_YOUR INSTRUCTIONS_. Since the entries below must stay intact, return each one exactly.

_TASK DATA_.

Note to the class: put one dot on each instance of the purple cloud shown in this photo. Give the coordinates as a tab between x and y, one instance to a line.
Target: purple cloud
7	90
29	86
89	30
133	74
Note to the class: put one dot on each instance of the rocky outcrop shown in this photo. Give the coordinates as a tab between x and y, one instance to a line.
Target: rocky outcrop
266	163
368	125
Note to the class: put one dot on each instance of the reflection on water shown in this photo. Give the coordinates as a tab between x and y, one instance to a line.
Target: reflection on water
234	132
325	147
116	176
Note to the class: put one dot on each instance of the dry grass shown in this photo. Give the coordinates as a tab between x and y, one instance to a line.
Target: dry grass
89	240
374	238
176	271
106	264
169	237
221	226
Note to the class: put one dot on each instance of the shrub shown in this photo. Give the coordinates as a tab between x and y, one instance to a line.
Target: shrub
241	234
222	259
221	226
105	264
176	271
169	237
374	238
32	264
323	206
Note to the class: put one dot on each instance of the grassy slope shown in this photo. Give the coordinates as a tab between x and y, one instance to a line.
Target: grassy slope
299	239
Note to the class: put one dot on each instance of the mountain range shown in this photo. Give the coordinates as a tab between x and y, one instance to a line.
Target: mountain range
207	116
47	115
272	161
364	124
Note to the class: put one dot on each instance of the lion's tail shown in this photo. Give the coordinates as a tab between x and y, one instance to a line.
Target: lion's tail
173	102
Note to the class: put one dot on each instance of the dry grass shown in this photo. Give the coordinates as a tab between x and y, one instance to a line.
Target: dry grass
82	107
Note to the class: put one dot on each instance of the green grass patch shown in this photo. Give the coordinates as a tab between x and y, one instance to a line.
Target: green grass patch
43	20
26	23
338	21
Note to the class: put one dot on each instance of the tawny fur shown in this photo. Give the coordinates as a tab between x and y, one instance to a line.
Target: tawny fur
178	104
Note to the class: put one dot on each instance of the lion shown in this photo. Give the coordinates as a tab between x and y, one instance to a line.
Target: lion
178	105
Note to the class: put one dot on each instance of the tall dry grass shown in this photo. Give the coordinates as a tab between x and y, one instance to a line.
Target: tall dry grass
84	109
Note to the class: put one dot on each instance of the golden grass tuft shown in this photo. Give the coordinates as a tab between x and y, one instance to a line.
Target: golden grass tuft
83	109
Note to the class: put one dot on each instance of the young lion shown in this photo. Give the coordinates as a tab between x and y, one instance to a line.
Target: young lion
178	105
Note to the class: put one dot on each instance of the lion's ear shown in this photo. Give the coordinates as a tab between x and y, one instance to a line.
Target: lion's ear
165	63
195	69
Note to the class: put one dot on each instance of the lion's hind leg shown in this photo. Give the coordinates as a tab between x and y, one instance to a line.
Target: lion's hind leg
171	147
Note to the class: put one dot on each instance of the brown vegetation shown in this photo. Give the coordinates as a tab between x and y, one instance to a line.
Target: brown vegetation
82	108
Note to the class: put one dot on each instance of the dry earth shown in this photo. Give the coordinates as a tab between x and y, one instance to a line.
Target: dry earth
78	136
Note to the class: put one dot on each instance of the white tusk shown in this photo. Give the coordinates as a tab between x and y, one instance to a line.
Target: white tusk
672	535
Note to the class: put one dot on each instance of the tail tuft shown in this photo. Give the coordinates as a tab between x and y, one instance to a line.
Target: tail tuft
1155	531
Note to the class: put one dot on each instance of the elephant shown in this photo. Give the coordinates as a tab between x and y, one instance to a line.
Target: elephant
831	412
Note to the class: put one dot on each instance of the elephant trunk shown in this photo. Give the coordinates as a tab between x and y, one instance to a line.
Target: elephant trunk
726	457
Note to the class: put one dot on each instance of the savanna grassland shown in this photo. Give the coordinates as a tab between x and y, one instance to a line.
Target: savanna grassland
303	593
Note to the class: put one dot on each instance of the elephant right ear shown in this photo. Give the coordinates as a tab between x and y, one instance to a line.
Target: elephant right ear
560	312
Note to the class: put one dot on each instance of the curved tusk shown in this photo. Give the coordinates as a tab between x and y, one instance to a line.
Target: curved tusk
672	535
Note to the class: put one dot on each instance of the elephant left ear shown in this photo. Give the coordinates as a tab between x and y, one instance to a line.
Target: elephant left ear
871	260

_OUTPUT FOR THIS TASK_.
Note to the class: put one dot on each instance of the purple cloud shown in this photo. Give the coordinates as a tab between x and y, one instance to a line.
Target: purple cloud
7	90
29	86
89	30
133	74
Note to the class: put one dot on each instance of the rocky outcrop shown in this photo. Give the coordinates as a tab between x and y, one instance to a line.
Target: rocky outcrop
266	163
368	125
Note to the class: put one dot on each instance of the reflection on water shown in this photo. Give the coordinates as a tab between x and y, one instance to a line.
Target: reflection on water
234	132
325	147
116	176
Note to the class: put one dot on each instance of the dry grass shown in this photo. Give the coordinates as a tab between x and y, one instance to a line.
Target: dry grass
89	240
374	238
176	271
106	264
169	237
221	226
Note to the class: put one dot on each instance of the shrub shown in this photo. Give the coordinates as a tab between x and y, one instance to a line.
Target: shrub
241	234
222	259
221	226
105	264
176	271
169	237
374	238
32	264
323	206
Note to the class: put one dot on each instance of the grassy slope shown in this photo. Give the coordinates as a tab between x and y, one instance to a line.
Target: grassy slope
299	239
Note to the class: put one dot on each instance of the mountain range shown in this photo. Give the coordinates as a tab between x and y, one instance to a line.
Target: mountain range
207	116
47	115
272	161
364	124
Note to the class: put one dot on each instance of the lion's tail shown in this photo. Give the coordinates as a tab between x and y, one instance to a line.
Target: lion's tail
173	102
Note to the class: put one dot on each instance of the dry grass shown in this photo. Give the coordinates as a tab between x and y, one instance to a line.
Target: dry grass
82	107
Note to the class: put one dot on each instance of the green grass patch shown in this photo. Give the coordinates as a tab between x and y, one instance to a line.
Target: green grass patch
43	20
26	23
338	21
Note to the class: put one dot on each instance of the tawny fur shown in this photo. Give the coordinates as a tab between x and y, one instance to a line.
Target: tawny fur
178	104
Note to the class: put one dot on each instance of the lion shown in this photo. Give the coordinates as a tab between x and y, one instance to a line.
Target: lion
178	105
Note to the class: put one dot on each instance of the tall dry grass shown in this photo. Give the coordinates as a tab between x and y, one instance to a line.
Target: tall dry grass
84	109
Note to the class: put one dot on each instance of the golden grass tuft shown in this photo. Give the coordinates as a tab between x and y, one instance to a line.
Target: golden grass tuft
83	109
Note to the class: put one dot on each instance of the young lion shown in this photo. Give the coordinates as a tab between x and y, one instance to a line.
Target: young lion
178	105
Note to the class: put one dot on each instance of the lion's ear shown in this photo. Give the coordinates as a tab between x and y, one instance to a line.
Target: lion's ear
165	63
195	69
Note to the class: put one dot on each instance of the lion's hind leg shown in this photo. Give the coordinates as a tab between x and y, one instance to a line.
Target: lion's hind leg
171	147
Note to the class: put one dot on each instance of the brown vegetation shown in this photo. Give the coordinates as a tab between x and y, one instance to a line.
Target: brown vegetation
82	108
Note to the class: put one dot on each instance of the dry earth shown in this photo. Give the coordinates as a tab between x and y, one instance to a line.
Target: dry earth
78	136
Note to the class: put one dot on each instance of the white tusk shown in this photo. Give the coordinates as a tab between x and y, one instance to a line.
Target: white tusk
672	535
Note to the class: put one dot on each instance of the tail tuft shown in this photo. Give the coordinates as a tab between x and y, one instance to a line.
Target: tail tuft
1155	531
Note to the class: put one dot on each instance of the elephant shown in this photo. Give the coordinates as a tab between x and y, one instance to a line.
Target: elephant
831	412
Note to the class: put one dot on each instance of the elephant trunk shown in this photo. Give the coordinates as a tab between x and y, one instance to a line.
Target: elephant trunk
726	457
Note to the class: put one dot on each instance of the savanna grassland shown in this photo. Give the coordinates as a tab between x and y, one instance to a line.
Target: savanna grassland
303	593
Note to the class: put one dot on each instance of the elephant right ear shown in this photo. Give the coordinates as a tab between x and y, one instance to a line.
Target: elephant right ear
560	312
Note to the class: put one dot on each instance of the curved tusk shown in this photo. Give the coordinates as a tab between x and y, one instance to a line.
Target: curved tusk
672	535
Note to the class: put one dot on each instance of the elephant left ear shown in this photo. Give the coordinates as a tab between x and y, one instance to a line.
Target: elephant left ear
871	260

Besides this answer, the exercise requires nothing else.